PROMPT:
The entries that follow include a run beginning at the line with "Where can the clock" and ending at the line with "Where can the wooden"; restate that run word for word and leave the rest out.

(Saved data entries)

————————

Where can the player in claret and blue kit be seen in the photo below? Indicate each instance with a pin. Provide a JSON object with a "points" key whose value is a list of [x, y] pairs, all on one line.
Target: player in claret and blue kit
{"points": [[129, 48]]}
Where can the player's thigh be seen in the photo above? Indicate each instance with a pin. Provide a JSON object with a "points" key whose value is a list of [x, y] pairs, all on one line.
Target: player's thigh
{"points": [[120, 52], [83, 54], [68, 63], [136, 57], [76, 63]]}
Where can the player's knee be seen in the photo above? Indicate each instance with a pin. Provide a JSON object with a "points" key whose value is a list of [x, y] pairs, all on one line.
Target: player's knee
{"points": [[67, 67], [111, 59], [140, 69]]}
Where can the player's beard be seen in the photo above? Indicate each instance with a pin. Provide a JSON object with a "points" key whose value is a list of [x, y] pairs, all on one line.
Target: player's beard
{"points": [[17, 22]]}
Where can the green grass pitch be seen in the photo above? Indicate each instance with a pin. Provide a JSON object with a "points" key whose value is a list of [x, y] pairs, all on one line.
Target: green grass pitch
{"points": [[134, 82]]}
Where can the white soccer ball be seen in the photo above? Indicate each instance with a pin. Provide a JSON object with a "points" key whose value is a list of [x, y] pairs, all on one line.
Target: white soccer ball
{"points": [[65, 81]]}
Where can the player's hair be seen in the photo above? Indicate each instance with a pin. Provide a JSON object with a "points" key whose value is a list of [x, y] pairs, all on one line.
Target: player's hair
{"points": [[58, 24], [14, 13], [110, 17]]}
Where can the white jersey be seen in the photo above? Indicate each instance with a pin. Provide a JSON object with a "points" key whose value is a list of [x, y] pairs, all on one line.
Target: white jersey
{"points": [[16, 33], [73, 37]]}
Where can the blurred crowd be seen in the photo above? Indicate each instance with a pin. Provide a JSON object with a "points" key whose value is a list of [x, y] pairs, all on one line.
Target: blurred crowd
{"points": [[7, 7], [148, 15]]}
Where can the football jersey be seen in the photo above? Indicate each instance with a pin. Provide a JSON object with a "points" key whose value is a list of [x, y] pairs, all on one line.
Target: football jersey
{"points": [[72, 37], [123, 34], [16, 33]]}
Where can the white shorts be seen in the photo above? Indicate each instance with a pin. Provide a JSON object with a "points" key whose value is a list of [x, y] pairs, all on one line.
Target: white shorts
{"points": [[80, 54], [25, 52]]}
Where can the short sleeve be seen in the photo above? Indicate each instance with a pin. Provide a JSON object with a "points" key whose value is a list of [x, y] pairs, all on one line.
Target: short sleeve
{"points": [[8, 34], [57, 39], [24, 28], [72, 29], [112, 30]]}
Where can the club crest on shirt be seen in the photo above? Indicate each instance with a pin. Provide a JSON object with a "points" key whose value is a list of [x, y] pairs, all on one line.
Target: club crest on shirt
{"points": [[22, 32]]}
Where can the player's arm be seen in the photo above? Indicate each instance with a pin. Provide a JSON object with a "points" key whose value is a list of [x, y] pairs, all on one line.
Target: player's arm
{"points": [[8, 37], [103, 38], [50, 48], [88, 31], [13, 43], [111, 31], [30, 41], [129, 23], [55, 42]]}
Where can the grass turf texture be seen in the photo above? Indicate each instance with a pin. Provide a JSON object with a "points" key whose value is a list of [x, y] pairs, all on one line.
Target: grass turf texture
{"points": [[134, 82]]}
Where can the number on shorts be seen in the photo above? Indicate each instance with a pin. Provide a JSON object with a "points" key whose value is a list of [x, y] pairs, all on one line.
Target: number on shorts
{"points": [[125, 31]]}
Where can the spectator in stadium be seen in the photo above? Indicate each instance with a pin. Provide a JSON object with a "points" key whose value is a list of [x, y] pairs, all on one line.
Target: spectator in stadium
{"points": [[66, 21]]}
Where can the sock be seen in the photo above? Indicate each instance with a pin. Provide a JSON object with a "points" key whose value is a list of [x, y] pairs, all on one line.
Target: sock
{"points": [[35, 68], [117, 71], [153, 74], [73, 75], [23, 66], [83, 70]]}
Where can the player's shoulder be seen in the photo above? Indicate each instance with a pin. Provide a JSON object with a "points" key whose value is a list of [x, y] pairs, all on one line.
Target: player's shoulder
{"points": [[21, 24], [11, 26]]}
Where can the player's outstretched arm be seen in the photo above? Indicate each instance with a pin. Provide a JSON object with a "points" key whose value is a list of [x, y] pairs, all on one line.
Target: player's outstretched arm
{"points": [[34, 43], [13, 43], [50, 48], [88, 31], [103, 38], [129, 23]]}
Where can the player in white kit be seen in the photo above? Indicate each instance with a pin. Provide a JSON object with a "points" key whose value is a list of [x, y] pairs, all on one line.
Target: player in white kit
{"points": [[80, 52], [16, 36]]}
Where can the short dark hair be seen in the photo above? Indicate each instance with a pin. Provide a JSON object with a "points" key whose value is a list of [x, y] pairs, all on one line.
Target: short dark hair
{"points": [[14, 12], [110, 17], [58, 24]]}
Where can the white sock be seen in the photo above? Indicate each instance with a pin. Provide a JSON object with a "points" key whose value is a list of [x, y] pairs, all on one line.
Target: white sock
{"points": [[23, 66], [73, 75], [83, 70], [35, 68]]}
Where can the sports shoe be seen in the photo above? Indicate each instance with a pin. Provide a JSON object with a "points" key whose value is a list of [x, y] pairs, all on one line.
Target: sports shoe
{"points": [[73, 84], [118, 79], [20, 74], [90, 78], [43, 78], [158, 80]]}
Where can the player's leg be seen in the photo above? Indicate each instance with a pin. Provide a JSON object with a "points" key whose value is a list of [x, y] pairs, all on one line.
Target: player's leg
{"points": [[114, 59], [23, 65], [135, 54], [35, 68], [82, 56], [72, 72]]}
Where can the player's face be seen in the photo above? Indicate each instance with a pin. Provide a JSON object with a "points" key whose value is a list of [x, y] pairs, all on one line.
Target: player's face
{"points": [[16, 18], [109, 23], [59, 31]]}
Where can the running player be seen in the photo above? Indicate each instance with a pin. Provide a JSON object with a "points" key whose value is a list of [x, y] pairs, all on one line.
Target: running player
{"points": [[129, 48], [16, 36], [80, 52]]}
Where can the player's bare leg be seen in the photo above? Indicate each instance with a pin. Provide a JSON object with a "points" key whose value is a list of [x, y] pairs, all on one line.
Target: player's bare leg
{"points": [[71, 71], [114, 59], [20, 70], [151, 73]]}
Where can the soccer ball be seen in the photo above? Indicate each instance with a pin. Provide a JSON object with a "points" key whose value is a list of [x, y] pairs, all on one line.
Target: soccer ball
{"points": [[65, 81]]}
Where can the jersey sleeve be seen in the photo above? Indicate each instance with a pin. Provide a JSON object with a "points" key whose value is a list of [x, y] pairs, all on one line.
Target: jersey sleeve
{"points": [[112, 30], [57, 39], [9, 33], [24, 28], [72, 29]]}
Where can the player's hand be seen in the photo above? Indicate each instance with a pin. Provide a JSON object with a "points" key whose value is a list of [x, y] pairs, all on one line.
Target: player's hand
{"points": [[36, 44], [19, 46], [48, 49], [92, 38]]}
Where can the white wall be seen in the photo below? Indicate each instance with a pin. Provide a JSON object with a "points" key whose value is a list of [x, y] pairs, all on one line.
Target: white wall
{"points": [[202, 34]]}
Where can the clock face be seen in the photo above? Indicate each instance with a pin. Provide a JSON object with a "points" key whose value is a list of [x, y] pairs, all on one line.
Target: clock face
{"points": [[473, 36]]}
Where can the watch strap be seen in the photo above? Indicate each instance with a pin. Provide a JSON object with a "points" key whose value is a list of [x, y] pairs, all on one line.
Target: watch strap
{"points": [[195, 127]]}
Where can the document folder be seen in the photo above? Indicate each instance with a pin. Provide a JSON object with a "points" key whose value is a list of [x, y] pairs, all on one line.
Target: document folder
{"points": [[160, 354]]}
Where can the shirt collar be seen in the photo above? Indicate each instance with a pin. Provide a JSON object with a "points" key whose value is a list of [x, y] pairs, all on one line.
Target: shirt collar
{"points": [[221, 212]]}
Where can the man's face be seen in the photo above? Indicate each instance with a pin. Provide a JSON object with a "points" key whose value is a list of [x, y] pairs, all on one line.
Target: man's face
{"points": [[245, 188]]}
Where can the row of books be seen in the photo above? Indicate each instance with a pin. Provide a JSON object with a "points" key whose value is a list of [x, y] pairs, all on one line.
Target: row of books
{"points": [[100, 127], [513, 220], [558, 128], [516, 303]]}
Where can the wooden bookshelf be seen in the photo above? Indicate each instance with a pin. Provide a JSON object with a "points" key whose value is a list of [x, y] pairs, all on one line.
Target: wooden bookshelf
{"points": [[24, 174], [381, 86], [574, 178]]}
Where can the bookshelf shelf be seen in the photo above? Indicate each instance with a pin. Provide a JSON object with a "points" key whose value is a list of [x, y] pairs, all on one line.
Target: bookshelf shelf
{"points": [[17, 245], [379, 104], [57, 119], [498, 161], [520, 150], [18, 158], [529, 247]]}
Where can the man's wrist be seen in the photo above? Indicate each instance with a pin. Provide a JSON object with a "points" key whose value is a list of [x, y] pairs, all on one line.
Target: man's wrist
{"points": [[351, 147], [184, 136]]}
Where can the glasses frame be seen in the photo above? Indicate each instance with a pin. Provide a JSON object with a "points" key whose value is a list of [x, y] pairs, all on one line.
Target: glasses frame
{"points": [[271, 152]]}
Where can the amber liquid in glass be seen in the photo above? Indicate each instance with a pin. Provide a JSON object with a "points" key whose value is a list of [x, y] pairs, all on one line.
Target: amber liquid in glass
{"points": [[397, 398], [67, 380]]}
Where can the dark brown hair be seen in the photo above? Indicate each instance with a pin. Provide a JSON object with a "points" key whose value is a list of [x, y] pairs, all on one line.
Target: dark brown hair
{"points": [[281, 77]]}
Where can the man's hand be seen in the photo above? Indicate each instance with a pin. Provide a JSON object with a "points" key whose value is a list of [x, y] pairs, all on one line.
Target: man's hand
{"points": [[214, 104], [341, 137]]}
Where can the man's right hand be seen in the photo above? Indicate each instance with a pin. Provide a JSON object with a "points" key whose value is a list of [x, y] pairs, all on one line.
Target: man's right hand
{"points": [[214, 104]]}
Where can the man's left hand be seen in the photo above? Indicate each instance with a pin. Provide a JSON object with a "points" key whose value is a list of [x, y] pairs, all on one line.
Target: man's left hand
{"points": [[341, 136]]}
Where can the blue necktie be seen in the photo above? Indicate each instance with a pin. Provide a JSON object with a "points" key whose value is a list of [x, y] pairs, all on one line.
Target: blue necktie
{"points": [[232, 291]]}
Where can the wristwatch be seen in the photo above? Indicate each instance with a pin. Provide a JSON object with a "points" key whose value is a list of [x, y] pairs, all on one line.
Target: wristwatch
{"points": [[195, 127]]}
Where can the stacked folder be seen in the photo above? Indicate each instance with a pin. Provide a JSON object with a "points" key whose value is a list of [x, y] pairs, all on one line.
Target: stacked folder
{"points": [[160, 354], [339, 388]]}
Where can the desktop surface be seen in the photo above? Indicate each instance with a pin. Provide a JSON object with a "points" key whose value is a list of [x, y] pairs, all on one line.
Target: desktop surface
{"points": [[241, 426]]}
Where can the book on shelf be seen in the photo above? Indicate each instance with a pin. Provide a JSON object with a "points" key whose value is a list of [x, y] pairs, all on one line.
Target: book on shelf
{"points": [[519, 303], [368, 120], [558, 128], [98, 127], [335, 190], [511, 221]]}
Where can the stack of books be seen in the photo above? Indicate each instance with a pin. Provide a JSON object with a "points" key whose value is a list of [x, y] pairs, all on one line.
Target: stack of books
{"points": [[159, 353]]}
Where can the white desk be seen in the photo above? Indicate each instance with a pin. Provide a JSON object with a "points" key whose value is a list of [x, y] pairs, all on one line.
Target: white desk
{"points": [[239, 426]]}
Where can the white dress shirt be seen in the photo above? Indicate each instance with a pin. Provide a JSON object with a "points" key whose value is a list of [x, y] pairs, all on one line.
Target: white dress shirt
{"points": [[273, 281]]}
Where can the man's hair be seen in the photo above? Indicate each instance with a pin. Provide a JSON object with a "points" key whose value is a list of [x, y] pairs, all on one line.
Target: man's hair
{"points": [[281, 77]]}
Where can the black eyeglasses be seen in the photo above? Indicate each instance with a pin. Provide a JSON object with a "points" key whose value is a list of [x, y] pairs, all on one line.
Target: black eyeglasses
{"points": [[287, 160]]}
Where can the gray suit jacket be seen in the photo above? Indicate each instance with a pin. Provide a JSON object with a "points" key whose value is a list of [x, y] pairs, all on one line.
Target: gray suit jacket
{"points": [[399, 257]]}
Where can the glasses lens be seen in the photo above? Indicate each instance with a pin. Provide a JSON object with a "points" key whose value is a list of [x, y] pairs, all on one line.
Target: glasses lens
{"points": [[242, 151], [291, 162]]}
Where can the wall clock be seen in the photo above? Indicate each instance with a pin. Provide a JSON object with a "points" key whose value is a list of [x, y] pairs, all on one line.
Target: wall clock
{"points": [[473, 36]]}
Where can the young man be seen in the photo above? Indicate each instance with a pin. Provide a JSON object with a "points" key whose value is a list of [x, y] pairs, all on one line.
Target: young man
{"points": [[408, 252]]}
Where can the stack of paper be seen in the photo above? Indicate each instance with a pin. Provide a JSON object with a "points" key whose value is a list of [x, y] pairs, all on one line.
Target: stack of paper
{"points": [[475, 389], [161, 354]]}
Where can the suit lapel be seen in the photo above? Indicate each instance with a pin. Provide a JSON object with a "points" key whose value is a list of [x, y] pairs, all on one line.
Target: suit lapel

————————

THE COMPLETED TASK:
Where can the clock face be seen in the photo above? Indicate each instance with a pin. Provide a JSON object with a "points" key whose value is a list of [x, y] pairs, all on one line.
Target: clock face
{"points": [[473, 36]]}
Where can the watch strap be seen in the photo above? Indicate each instance with a pin. Provide a JSON object with a "points" key whose value is a list of [x, y] pairs, all on one line.
Target: watch strap
{"points": [[195, 127]]}
Where can the document folder be seen in the photo above? Indicate each instance with a pin. Provide a JSON object with a "points" key whose value is a list of [x, y] pairs, all on one line.
Target: document folder
{"points": [[160, 354]]}
Where can the shirt collar be seen in the photo above? Indicate each instance with a pin. Provide a JSON object with a "points" key whose value is a list of [x, y] pairs, all on one line.
Target: shirt collar
{"points": [[221, 212]]}
Where can the man's face be seen in the photo above? Indicate each instance with a pin. Provide a JSON object with a "points" key whose value is a list of [x, y] pairs, all on one line.
Target: man's face
{"points": [[245, 188]]}
Where can the row of books be seen in the photo above? Indicate each instance with a pin. Provide a JSON object with a "points" key whose value is a list of [x, y] pairs, all on one line.
Target: row of books
{"points": [[100, 127], [513, 220], [558, 128], [516, 303]]}
Where can the wooden bookshelf be seen in the photo above? Indicate each instance with a pin. Provide a JSON object with a "points" key whose value is a list of [x, y] pairs, all on one line.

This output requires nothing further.